→ WRITTEN TASK:
Update the entries below by replacing "white yard line" with "painted field marking" wherever it occurs and leaving everything else unchanged. Leave the pictures out of your answer.

→ MATERIAL FOR THE TASK:
━━━━━━━━━━
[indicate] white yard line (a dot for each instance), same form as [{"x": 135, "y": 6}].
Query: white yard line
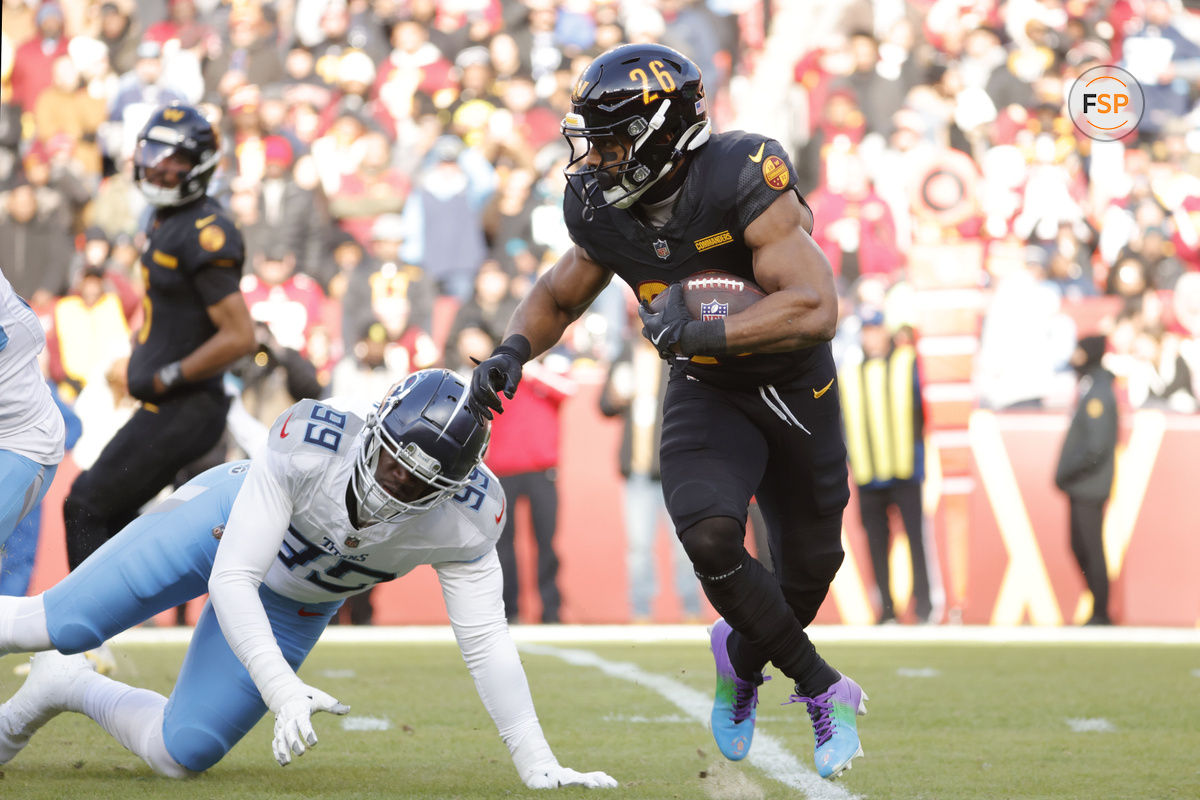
[
  {"x": 1096, "y": 725},
  {"x": 767, "y": 753},
  {"x": 694, "y": 633}
]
━━━━━━━━━━
→ RESULT OF THE EXERCISE:
[indicate] painted field marking (a dot for each instance), same form as [{"x": 135, "y": 6}].
Query: painted field marking
[
  {"x": 1096, "y": 725},
  {"x": 767, "y": 753},
  {"x": 694, "y": 633}
]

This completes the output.